EXTRAIT CHOISI:

Munich, mai 2011, Christian Thielemann, interprète inspiré de Bruckner, célèbre la mémoire de Gustav Mahler à l’occasion du centenaire de sa mort, alliant dans un même concert l’alpha et l’oméga de cet univers. Commençons à rebours de la soirée, par l’oméga, l’Adagio de la 10e Symphonie. Thielemann le prend plutôt fluide, désincarne la longue première phrase des cordes, avant de vous engager dans un vaste nocturne.

Sa réserve pudique, l’absence de pathos de son geste donnent un caractère lunaire à cette déambulation qui ici résonne en écho à l’Abschied du Chant de la terre comme rarement, emplie de silences subtilement réalisés où simplement évoqués par des pianissimos variés dans les couleurs même des timbres.

C’est confondant de poésie, réalisé avec un soin du détail, une maîtrise de l’agogique, des phrasés vocaux qui regardent vers un monde disparu. En rien la musique de l’avenir, même lorsqu’éclate le monolithe des cuivres, mais un adieu, une étreinte de sons en mode funèbre. Et toujours cette capacité sidérante à creuser l’espace vers le pianissimo.

EXTRAIT DES DONNÉES:
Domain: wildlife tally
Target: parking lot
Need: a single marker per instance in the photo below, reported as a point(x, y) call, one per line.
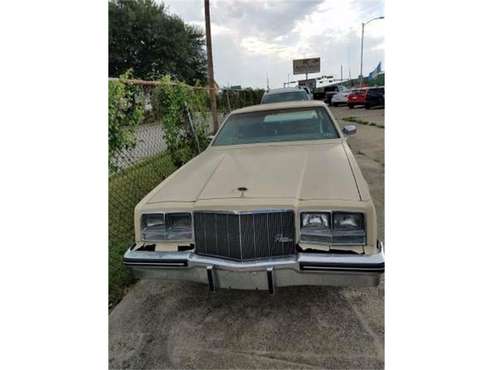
point(181, 325)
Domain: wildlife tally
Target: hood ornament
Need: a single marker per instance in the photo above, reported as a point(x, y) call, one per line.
point(242, 189)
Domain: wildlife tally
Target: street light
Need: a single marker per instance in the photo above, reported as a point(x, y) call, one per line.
point(362, 37)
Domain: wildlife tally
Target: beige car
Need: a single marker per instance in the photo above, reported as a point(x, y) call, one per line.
point(277, 199)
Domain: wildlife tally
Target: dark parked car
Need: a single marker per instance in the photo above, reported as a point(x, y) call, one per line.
point(375, 97)
point(332, 90)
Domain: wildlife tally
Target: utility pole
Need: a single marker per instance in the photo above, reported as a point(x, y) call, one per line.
point(361, 64)
point(210, 66)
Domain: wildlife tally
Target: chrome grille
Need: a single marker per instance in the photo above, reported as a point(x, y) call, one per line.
point(244, 235)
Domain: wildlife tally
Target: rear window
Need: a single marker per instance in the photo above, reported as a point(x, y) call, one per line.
point(277, 126)
point(287, 96)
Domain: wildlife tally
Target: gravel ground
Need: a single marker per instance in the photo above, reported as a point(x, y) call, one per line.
point(375, 115)
point(181, 325)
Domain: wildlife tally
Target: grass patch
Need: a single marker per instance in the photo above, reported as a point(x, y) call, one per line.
point(126, 189)
point(362, 121)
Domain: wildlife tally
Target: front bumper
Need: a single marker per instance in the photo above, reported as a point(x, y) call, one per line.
point(265, 274)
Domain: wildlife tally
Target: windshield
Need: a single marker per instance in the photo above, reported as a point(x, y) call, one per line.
point(289, 96)
point(277, 126)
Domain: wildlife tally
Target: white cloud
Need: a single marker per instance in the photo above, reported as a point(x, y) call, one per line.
point(255, 38)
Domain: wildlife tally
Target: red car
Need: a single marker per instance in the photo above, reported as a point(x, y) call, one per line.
point(357, 97)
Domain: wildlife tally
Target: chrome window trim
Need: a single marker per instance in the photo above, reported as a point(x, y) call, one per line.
point(331, 212)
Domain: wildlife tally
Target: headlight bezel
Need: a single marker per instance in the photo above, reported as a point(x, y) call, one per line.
point(335, 235)
point(183, 235)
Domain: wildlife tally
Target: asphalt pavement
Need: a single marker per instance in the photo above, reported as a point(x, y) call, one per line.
point(162, 324)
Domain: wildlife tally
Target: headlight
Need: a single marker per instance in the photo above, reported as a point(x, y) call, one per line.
point(166, 226)
point(333, 228)
point(349, 228)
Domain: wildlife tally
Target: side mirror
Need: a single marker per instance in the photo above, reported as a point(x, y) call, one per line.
point(349, 130)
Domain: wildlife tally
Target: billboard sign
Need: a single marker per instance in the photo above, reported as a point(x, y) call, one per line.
point(303, 66)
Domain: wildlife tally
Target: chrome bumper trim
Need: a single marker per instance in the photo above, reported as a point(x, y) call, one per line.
point(267, 273)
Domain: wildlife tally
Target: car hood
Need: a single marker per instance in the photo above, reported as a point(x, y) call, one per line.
point(303, 172)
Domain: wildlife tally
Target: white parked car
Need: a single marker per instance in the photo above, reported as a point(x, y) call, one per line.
point(340, 98)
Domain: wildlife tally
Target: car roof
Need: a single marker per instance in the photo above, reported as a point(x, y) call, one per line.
point(284, 90)
point(281, 105)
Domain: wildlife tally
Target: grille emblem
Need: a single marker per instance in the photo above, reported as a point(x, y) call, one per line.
point(282, 239)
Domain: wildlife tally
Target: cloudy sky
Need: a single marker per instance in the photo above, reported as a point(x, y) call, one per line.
point(255, 38)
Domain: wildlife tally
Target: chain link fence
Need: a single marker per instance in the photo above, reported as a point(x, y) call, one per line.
point(140, 168)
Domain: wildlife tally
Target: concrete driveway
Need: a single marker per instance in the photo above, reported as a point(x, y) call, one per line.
point(181, 325)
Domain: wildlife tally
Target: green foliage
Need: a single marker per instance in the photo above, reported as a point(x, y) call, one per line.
point(170, 101)
point(126, 189)
point(238, 98)
point(143, 36)
point(125, 111)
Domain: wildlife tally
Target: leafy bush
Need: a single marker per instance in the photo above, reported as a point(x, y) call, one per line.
point(125, 111)
point(172, 101)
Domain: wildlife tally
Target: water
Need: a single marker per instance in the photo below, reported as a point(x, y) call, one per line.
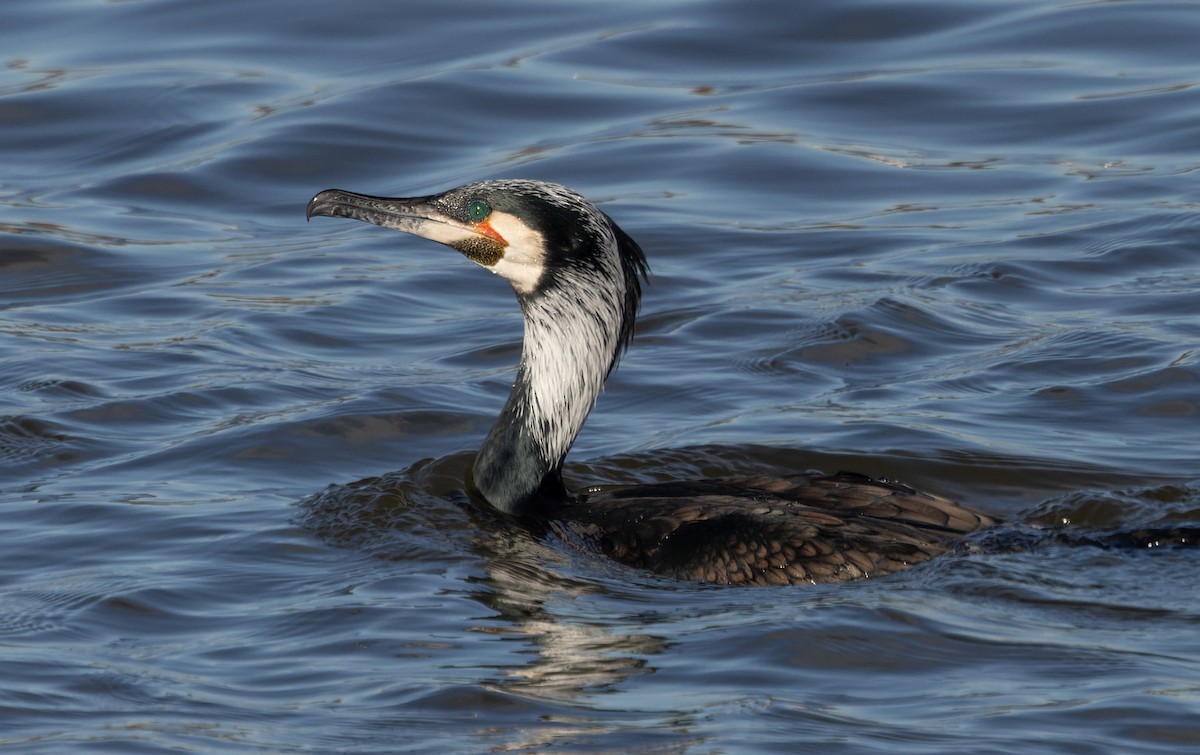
point(951, 243)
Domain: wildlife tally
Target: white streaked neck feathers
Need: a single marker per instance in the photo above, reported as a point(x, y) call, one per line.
point(574, 323)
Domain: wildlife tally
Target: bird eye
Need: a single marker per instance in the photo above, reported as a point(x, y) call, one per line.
point(478, 210)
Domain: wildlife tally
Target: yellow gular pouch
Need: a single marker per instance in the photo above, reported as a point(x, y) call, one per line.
point(522, 250)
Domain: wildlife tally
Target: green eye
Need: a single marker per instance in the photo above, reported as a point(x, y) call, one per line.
point(478, 210)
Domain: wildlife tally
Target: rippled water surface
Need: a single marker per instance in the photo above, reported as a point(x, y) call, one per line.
point(949, 243)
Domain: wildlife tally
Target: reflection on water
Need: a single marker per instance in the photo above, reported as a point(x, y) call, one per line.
point(949, 244)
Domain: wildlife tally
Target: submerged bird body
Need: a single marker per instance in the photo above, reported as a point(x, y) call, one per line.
point(577, 279)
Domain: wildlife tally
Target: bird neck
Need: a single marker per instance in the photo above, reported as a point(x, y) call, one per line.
point(573, 333)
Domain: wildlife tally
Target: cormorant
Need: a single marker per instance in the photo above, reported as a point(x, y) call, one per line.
point(577, 277)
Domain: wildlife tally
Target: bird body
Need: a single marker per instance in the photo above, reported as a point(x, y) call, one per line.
point(577, 279)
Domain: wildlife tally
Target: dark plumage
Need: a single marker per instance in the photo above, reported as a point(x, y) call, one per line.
point(577, 277)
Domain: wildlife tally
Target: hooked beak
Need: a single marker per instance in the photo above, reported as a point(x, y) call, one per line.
point(418, 216)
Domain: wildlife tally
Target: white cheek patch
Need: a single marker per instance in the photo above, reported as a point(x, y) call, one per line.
point(525, 258)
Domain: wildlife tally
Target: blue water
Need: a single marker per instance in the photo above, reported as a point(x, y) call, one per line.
point(948, 243)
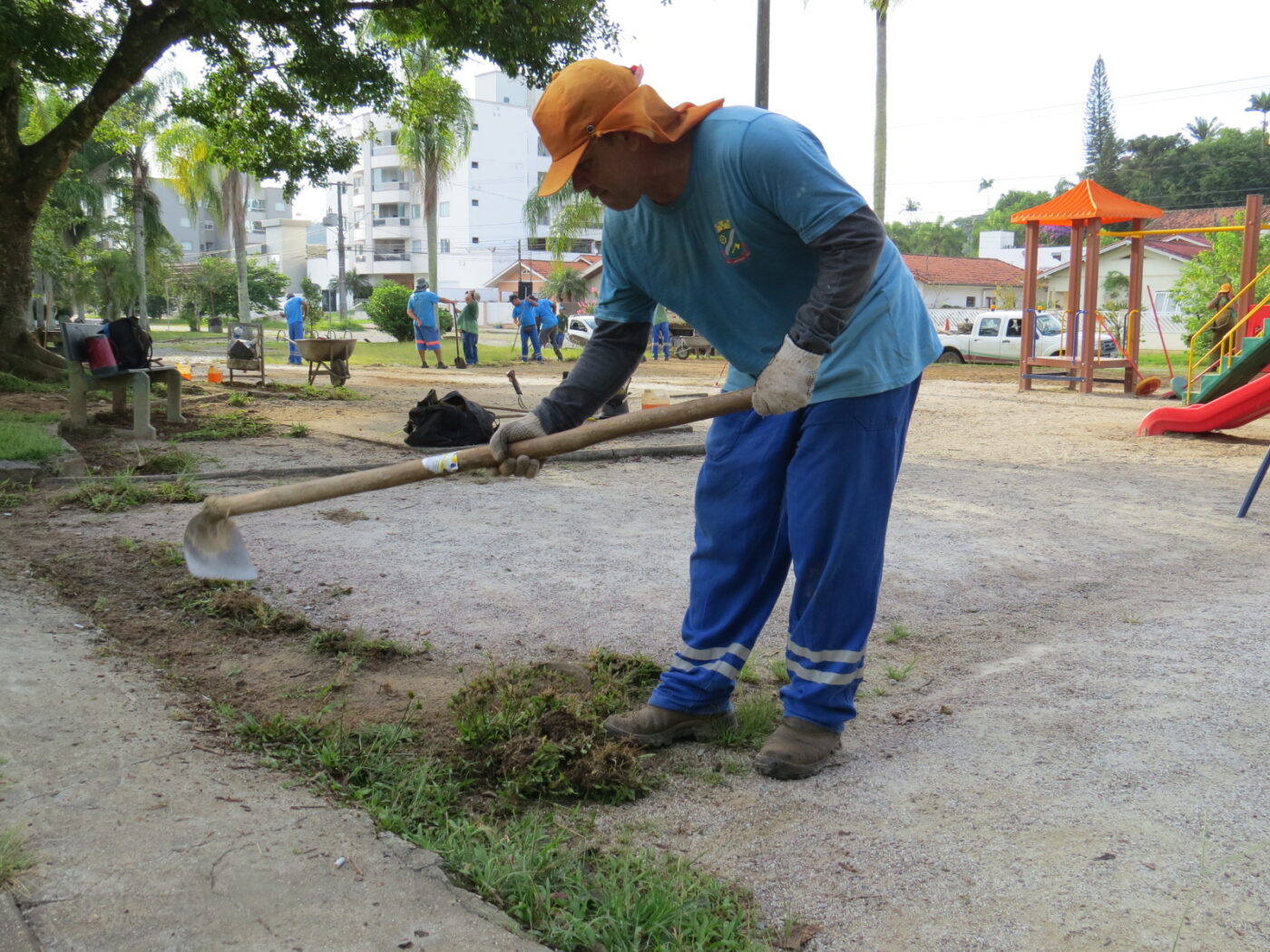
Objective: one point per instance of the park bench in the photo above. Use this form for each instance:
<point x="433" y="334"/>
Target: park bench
<point x="82" y="384"/>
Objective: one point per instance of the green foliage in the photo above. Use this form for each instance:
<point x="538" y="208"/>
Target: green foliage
<point x="27" y="437"/>
<point x="124" y="492"/>
<point x="386" y="310"/>
<point x="1101" y="146"/>
<point x="1208" y="270"/>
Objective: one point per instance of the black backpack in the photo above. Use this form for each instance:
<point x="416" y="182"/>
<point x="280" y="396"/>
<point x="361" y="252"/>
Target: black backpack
<point x="454" y="421"/>
<point x="130" y="343"/>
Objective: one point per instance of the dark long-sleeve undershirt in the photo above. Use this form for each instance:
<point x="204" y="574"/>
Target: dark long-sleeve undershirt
<point x="848" y="254"/>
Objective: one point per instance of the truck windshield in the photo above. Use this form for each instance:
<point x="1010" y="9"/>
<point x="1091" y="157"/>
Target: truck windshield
<point x="1048" y="325"/>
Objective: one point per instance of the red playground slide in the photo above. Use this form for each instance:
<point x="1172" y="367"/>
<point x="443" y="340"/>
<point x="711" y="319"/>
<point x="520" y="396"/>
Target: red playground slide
<point x="1226" y="413"/>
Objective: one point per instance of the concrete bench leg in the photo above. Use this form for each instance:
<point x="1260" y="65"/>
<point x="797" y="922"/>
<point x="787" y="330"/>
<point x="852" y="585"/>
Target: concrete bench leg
<point x="174" y="414"/>
<point x="79" y="393"/>
<point x="142" y="428"/>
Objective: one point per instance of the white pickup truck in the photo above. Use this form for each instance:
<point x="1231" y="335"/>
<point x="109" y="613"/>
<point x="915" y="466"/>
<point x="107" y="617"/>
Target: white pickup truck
<point x="994" y="338"/>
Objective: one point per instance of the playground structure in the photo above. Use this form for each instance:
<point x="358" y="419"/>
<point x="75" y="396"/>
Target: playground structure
<point x="1085" y="209"/>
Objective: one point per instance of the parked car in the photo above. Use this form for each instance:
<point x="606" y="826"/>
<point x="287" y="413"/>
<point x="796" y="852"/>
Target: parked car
<point x="581" y="327"/>
<point x="994" y="338"/>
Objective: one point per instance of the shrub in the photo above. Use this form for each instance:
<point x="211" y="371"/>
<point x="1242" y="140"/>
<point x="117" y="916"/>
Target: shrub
<point x="386" y="310"/>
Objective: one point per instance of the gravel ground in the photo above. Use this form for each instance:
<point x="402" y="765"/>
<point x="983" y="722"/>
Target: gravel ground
<point x="1077" y="761"/>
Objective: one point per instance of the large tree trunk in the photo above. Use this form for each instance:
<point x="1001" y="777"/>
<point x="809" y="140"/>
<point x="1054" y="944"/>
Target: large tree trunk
<point x="139" y="230"/>
<point x="429" y="211"/>
<point x="880" y="122"/>
<point x="234" y="197"/>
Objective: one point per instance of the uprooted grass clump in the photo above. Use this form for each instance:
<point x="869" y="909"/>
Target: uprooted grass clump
<point x="355" y="644"/>
<point x="235" y="424"/>
<point x="537" y="732"/>
<point x="123" y="492"/>
<point x="542" y="866"/>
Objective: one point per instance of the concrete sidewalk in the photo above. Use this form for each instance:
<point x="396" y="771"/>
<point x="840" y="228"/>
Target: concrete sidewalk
<point x="148" y="841"/>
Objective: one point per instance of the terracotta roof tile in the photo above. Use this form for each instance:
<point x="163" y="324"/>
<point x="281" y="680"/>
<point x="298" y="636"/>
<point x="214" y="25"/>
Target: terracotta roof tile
<point x="939" y="269"/>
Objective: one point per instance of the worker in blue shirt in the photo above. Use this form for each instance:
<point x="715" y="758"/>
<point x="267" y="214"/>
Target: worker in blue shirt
<point x="549" y="324"/>
<point x="295" y="310"/>
<point x="524" y="316"/>
<point x="736" y="218"/>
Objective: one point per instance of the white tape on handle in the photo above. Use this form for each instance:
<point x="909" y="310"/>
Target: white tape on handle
<point x="441" y="463"/>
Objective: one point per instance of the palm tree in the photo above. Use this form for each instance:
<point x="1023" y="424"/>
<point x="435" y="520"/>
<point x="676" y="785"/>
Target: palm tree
<point x="142" y="113"/>
<point x="1203" y="129"/>
<point x="184" y="151"/>
<point x="569" y="212"/>
<point x="882" y="9"/>
<point x="1260" y="103"/>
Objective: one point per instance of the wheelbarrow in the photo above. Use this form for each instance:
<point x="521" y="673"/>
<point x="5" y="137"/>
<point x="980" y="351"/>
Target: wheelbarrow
<point x="329" y="355"/>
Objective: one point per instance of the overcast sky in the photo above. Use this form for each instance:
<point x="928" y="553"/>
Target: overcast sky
<point x="977" y="89"/>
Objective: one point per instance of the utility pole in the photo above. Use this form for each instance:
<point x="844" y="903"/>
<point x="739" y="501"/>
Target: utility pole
<point x="761" y="53"/>
<point x="339" y="251"/>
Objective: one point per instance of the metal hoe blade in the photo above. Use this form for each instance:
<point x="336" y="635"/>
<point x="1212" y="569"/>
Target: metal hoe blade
<point x="215" y="549"/>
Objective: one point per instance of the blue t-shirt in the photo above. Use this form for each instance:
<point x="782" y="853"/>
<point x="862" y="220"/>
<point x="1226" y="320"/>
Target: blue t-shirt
<point x="730" y="256"/>
<point x="295" y="310"/>
<point x="545" y="314"/>
<point x="425" y="306"/>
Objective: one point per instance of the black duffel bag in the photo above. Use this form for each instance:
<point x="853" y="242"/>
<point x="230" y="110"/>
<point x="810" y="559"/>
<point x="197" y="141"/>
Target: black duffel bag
<point x="454" y="421"/>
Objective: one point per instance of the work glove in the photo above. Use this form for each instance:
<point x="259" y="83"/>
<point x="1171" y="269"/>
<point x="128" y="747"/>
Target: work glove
<point x="524" y="428"/>
<point x="786" y="383"/>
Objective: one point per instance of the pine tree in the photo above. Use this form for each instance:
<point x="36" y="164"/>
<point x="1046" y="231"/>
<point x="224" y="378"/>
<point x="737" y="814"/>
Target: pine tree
<point x="1101" y="146"/>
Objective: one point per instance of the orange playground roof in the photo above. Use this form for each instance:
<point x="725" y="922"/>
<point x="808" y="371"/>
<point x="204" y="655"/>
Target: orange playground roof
<point x="1083" y="200"/>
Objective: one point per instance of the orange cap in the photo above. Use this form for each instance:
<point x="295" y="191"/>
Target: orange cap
<point x="591" y="98"/>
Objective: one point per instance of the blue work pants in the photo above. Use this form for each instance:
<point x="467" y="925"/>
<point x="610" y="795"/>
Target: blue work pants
<point x="469" y="345"/>
<point x="295" y="332"/>
<point x="809" y="489"/>
<point x="530" y="334"/>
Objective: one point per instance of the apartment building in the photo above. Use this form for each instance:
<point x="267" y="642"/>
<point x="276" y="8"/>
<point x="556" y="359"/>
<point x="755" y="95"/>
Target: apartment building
<point x="480" y="225"/>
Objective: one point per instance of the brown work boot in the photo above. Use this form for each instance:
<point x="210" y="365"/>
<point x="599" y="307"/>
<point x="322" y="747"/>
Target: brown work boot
<point x="796" y="749"/>
<point x="657" y="726"/>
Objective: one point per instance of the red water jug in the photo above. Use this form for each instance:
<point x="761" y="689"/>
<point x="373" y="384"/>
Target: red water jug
<point x="101" y="357"/>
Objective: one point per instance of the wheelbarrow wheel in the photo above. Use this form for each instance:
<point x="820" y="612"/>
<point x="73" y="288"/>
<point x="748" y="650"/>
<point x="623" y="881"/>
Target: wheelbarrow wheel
<point x="339" y="374"/>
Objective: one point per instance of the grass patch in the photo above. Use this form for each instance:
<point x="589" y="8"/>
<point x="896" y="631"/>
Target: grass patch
<point x="235" y="424"/>
<point x="25" y="437"/>
<point x="177" y="462"/>
<point x="13" y="857"/>
<point x="542" y="866"/>
<point x="13" y="494"/>
<point x="897" y="634"/>
<point x="336" y="643"/>
<point x="901" y="672"/>
<point x="10" y="384"/>
<point x="123" y="492"/>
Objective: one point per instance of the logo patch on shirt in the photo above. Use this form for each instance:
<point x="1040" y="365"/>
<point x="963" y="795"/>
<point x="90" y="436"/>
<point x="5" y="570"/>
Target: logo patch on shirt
<point x="733" y="249"/>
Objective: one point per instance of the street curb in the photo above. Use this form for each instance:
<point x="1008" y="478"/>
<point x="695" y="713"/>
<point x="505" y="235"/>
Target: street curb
<point x="15" y="936"/>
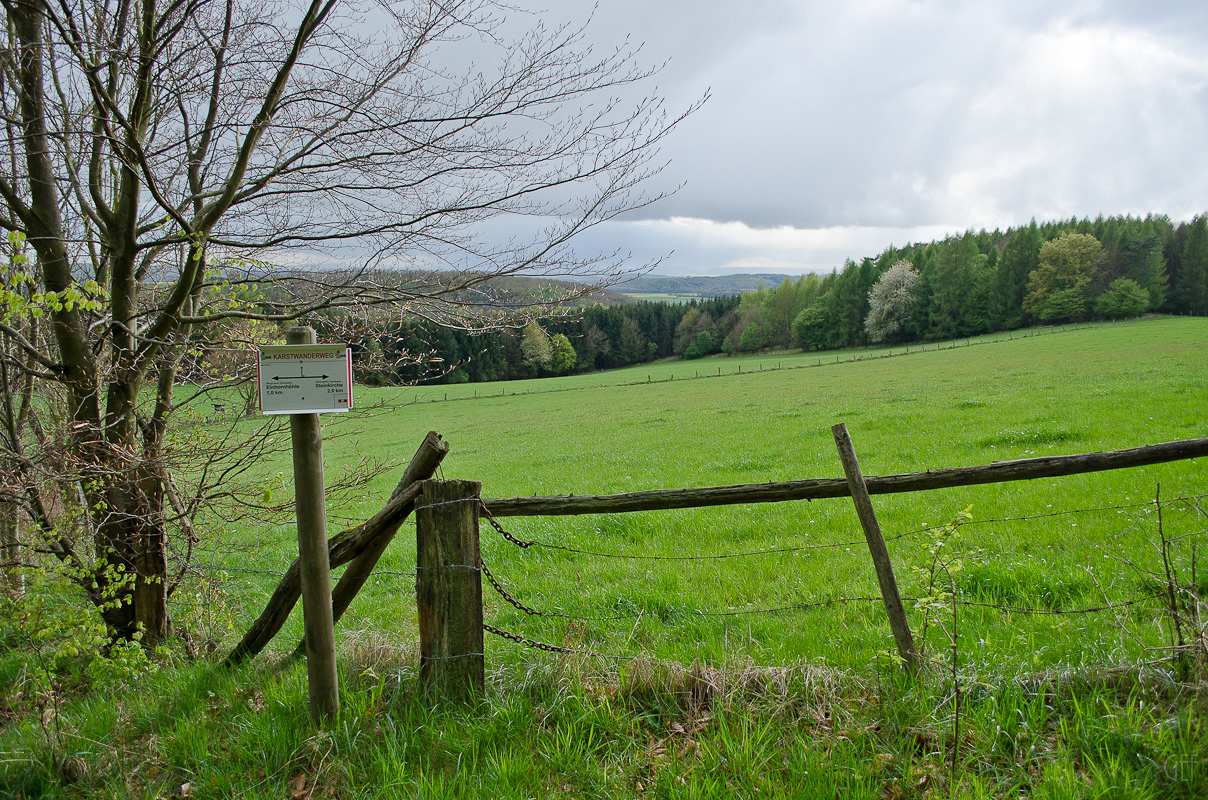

CONSIGNE:
Extrayez de la critique du concert Mahler de Christian Thielemann le passage qui va de « Munich, mai 2011, Christian » jusqu'à « un vaste nocturne. » inclus, sans y changer un mot.

RÉSULTAT ATTENDU:
Munich, mai 2011, Christian Thielemann, interprète inspiré de Bruckner, célèbre la mémoire de Gustav Mahler à l’occasion du centenaire de sa mort, alliant dans un même concert l’alpha et l’oméga de cet univers. Commençons à rebours de la soirée, par l’oméga, l’Adagio de la 10e Symphonie. Thielemann le prend plutôt fluide, désincarne la longue première phrase des cordes, avant de vous engager dans un vaste nocturne.